(Beginning of Records provided)

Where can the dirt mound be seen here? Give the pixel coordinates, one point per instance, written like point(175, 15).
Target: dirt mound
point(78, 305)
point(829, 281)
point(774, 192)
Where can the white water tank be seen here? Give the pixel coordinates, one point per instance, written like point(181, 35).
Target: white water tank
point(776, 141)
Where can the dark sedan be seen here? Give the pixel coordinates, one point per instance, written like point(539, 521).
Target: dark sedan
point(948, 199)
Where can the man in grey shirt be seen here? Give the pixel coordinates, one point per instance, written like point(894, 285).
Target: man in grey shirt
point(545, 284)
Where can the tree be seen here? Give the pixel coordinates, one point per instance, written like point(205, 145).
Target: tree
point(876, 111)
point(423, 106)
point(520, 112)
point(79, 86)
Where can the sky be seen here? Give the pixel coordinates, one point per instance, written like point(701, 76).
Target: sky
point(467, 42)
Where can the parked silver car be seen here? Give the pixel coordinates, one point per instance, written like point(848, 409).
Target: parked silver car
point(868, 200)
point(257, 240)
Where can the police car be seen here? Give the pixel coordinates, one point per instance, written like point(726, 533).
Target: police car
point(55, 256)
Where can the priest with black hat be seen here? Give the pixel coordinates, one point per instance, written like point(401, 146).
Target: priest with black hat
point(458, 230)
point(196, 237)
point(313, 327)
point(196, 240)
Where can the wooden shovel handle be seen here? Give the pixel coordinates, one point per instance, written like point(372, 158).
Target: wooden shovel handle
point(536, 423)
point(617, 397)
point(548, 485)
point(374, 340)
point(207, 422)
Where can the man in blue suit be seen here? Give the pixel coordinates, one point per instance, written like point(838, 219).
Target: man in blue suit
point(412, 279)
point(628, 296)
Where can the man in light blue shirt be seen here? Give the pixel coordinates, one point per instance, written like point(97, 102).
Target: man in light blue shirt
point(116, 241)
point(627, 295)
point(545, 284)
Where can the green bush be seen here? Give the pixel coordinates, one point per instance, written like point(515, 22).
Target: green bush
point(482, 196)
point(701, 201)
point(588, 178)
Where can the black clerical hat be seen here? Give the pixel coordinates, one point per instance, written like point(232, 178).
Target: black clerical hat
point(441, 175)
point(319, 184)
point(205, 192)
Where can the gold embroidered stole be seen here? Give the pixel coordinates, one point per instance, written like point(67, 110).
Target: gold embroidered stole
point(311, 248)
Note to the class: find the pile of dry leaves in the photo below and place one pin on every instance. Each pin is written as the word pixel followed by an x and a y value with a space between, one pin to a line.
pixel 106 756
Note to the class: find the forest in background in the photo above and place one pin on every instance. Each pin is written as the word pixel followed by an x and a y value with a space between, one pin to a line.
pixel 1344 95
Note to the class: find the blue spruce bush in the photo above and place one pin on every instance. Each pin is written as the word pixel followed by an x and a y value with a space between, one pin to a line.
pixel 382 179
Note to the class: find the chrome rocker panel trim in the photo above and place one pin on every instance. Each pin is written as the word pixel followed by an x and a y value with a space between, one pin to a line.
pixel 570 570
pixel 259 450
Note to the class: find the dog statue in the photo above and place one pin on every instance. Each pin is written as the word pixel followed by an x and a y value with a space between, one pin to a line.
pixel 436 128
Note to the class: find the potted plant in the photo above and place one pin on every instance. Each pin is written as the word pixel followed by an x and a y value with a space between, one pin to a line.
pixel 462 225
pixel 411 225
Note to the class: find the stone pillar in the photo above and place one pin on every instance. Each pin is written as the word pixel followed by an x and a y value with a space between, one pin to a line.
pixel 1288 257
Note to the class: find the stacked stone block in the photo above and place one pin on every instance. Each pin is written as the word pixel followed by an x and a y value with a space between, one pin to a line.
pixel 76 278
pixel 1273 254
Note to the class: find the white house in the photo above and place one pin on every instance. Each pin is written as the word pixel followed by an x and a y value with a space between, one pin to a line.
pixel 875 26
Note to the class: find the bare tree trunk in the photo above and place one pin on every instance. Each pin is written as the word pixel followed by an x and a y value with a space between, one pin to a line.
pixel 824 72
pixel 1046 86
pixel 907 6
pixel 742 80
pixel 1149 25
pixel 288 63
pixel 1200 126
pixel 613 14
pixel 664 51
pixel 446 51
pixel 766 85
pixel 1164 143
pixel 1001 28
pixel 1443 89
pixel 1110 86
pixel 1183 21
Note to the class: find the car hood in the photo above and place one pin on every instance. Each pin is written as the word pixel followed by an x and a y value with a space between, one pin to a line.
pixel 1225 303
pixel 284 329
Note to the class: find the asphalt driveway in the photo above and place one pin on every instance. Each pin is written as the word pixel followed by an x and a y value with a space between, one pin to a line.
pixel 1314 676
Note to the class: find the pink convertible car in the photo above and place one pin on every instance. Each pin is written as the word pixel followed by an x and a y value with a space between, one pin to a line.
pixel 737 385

(End of Records provided)

> [Work order] Copy task. Give back the whole listing exactly as written.

> [Answer section]
Where can the dirt mound be seen here? Give the pixel coordinates, one point per instance, written like point(175, 15).
Target: dirt mound
point(78, 305)
point(829, 281)
point(774, 192)
Where can the white water tank be seen here? Give the pixel coordinates, one point per instance, written like point(181, 35).
Target: white water tank
point(776, 141)
Where can the dark sedan be seen here? Give the pixel coordinates, one point per instance, written like point(539, 521).
Target: dark sedan
point(948, 199)
Where can the man in grey shirt be seen here? Give the pixel coordinates, one point per instance, written like point(894, 285).
Target: man in grey shirt
point(545, 284)
Where can the tree be seen here? Give the pixel coordinates, one point per instance, written like point(205, 145).
Target: tree
point(876, 111)
point(423, 106)
point(520, 112)
point(79, 86)
Where can the sky be seen here? Give the pixel coordinates, one point per instance, written like point(701, 76).
Target: sky
point(467, 42)
Where can the parked silver car be seen here? Give the pixel coordinates, one point per instance, written like point(848, 409).
Target: parked silver car
point(868, 200)
point(257, 240)
Where can the police car be seen here? Give the pixel coordinates, one point per instance, written like point(726, 533).
Target: police car
point(55, 256)
Where can the priest with black hat be seen here? Give the pixel coordinates, one point per instance, written like point(401, 146).
Target: priest with black hat
point(458, 230)
point(196, 237)
point(313, 327)
point(196, 240)
Where can the wooden shovel handle be seen here? Give the pixel coordinates, one point per instance, written like point(372, 158).
Target: wooden shovel handle
point(536, 423)
point(617, 397)
point(548, 485)
point(374, 340)
point(207, 422)
Where can the man in blue suit be seen here? Give the pixel coordinates, one point per instance, written like point(838, 219).
Target: man in blue suit
point(412, 279)
point(628, 296)
Where can the man in light blue shirt be seen here? Give the pixel coordinates, one point per instance, written like point(97, 102).
Target: man in light blue shirt
point(116, 241)
point(627, 295)
point(545, 284)
Where can the green bush be seen here? Give the pixel coordinates, one point per instance, written like point(515, 22).
Target: green bush
point(482, 196)
point(701, 201)
point(588, 178)
Where can the black clerical hat be seen here? Give the pixel coordinates, one point per instance, written like point(232, 178).
Target: black clerical hat
point(441, 175)
point(319, 184)
point(205, 192)
Where can the gold embroidered stole be seen here? Give the pixel coordinates, one point per instance, written like point(67, 110).
Target: gold embroidered stole
point(311, 248)
Note to the class: find the pile of dry leaves in the photo below and place one pin on every instance. Each pin is written as the word pixel followed by an x and a y value with a space between, one pin to a line.
pixel 106 756
Note to the class: find the forest in background in the photo above and place one pin on every instance. Each pin is written as the word pixel followed by an x and a y value with a space between, one pin to a line.
pixel 1344 95
Note to the class: find the blue spruce bush in the photo above and place one pin on every instance. Each pin is written as the word pixel followed by an x and a y value with a space between, one pin to a line.
pixel 382 179
Note to the class: find the chrome rocker panel trim in the photo above and place one pin on every instance. Each pin is written as the word pixel followed by an x and a y value with a space between, one pin to a line.
pixel 570 570
pixel 259 450
Note to the class: find the dog statue in the photo above and place one pin on every instance. Each pin is written as the word pixel followed by an x and a y value with a space between, one pin to a line.
pixel 436 128
Note to the class: find the potted plant in the photo above and place one pin on every instance. Each pin is written as the word pixel followed by an x and a y value with a space between, one pin to a line.
pixel 462 225
pixel 411 225
Note to the class: find the stone pillar in the photo above and place one pin on every instance. Each pin is written as the word pixel followed by an x and a y value with a space between, one pin to a line.
pixel 1288 257
Note to the class: find the stacked stone block in the photo above and place one pin on every instance. Each pin is written as the word pixel followed by an x and a y value with a space between, one pin to a line.
pixel 76 278
pixel 1273 254
Note to the class: find the white house in the photo above and place one pin on every instance. Each pin is written as the word pixel followed by an x and a y value with a space between, one pin to a line.
pixel 875 26
Note to the class: find the bare tree trunk in the photo above and place one pin on every instance. Each pin is written as the word pixel followed by an x and a y value with a space between, one pin to a line.
pixel 824 72
pixel 1046 86
pixel 907 6
pixel 742 80
pixel 1149 25
pixel 288 63
pixel 1200 126
pixel 613 14
pixel 664 51
pixel 446 51
pixel 766 85
pixel 1164 143
pixel 1001 28
pixel 1443 89
pixel 1110 86
pixel 1183 21
Note to the class: find the car hood in the photo above and place one pin on every instance. Each pin is written as the word pixel followed by an x and a y value with a space between, one pin to a line.
pixel 1225 303
pixel 284 329
Note to the class: find the asphalt driveway in the photo above and place one pin on every instance. Each pin is written as the word pixel followed by an x and a y value with a space between, one pin to a line.
pixel 1314 676
Note to the class: find the pink convertible car in the photo above and place one pin on every instance. Each pin is written as the word pixel followed by an x and a y value with a space between, one pin to a line.
pixel 737 385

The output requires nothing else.